* **Study questions**
a) According to the passage on pharmacy errors, what else do pharmacists and pharmacy technicians do besides dispensing medications?
b) Return the wording of the pharmacy errors passage from "Consequences of Prescription" up to and including "suffering, and more.", unchanged.

* **Document extract**

Common Pharmacy Errors

Pharmacists and pharmacy technicians are responsible for ensuring that patients receive the medications that their doctors have prescribed them. In addition to dispensing medications, they also review prescriptions for accuracy, check for drug interactions, and explain medication directions to patients. When a pharmacy worker makes a mistake during any of these steps, the patient can suffer serious harm. Some of the most common pharmacy errors include:

  • Dispensing the wrong medication or an incorrect dosage of the medication
  • Mislabeling medications
  • Dispensing medication with an incorrect delivery method
  • Failing to provide adequate information about the use of medication
  • Failing to warn the patient about side effects or risks of using the medication
  • Failing to account for potential drug interactions with other medications or allergies
  • Failing to ask about other medications or allergies before dispensing the medication
  • Failing to confirm prescription information with the physician if the prescription is difficult to read or contains inaccurate information

Consequences of Prescription Medication Errors

If a person receives the wrong medication or the wrong dose of a medication, he or she may not realize it until he or she starts experiencing symptoms. Depending on the type of medication and the person’s medical conditions, a medication error can cause the person’s existing medical condition to worsen and may also result in new medical problems. A serious medication error may even be fatal. Pharmacy prescription errors can result in problems that require hospitalization and extensive medical care. Through a pharmacy malpractice claim, a medication error victim may be entitled to compensation for his or her medical expenses, lost income due to missed work, pain and suffering, and more.

* **Dataset excerpts**

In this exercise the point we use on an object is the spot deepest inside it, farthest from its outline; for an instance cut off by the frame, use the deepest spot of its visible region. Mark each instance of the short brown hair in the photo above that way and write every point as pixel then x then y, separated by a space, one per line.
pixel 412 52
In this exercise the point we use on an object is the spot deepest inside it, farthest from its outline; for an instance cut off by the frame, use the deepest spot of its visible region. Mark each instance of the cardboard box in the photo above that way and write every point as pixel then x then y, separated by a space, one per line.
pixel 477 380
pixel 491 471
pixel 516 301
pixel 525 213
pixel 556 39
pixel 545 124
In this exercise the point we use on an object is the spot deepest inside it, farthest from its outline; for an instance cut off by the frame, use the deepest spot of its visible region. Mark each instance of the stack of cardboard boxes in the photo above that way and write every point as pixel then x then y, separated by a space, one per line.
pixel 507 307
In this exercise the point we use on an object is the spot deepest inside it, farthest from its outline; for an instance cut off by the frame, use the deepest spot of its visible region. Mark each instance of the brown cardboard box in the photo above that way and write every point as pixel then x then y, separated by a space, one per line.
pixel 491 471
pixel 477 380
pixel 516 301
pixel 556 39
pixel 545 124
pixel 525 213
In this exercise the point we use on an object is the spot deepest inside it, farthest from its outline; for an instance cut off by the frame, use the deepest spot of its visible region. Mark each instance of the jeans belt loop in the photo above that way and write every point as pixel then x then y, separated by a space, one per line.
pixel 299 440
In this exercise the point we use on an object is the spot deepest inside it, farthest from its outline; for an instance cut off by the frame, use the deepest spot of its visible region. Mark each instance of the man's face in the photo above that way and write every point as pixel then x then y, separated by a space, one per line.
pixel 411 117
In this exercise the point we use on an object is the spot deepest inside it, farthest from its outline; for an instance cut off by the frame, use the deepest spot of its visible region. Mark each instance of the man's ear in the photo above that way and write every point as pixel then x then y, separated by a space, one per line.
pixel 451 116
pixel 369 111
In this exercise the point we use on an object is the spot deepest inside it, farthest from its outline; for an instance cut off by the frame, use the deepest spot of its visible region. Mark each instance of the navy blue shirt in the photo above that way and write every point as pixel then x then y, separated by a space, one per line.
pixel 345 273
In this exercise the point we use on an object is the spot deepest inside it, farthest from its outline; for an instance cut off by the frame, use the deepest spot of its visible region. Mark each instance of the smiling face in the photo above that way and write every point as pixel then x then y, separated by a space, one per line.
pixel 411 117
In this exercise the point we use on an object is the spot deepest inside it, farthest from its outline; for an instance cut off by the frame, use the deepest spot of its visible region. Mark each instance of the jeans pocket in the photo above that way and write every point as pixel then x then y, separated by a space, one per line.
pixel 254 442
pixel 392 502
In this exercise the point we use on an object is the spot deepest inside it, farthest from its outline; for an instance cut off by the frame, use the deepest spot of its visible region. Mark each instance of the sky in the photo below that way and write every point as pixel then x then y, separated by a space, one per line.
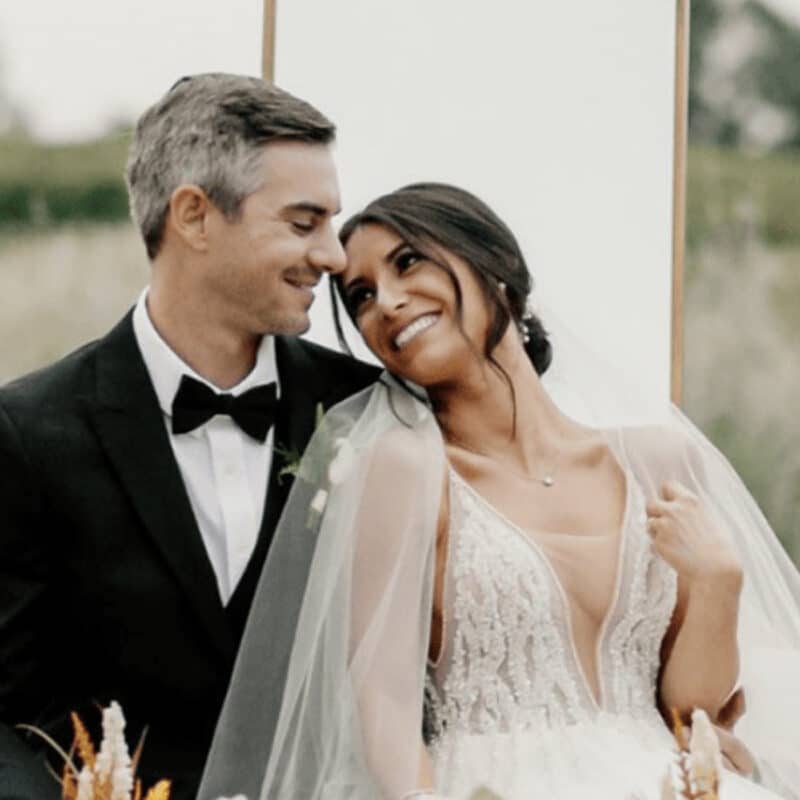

* **Expected outputs**
a) They review prescriptions for accuracy, check for drug interactions, and explain medication directions to patients.

b)
Consequences of Prescription Medication Errors

If a person receives the wrong medication or the wrong dose of a medication, he or she may not realize it until he or she starts experiencing symptoms. Depending on the type of medication and the person’s medical conditions, a medication error can cause the person’s existing medical condition to worsen and may also result in new medical problems. A serious medication error may even be fatal. Pharmacy prescription errors can result in problems that require hospitalization and extensive medical care. Through a pharmacy malpractice claim, a medication error victim may be entitled to compensation for his or her medical expenses, lost income due to missed work, pain and suffering, and more.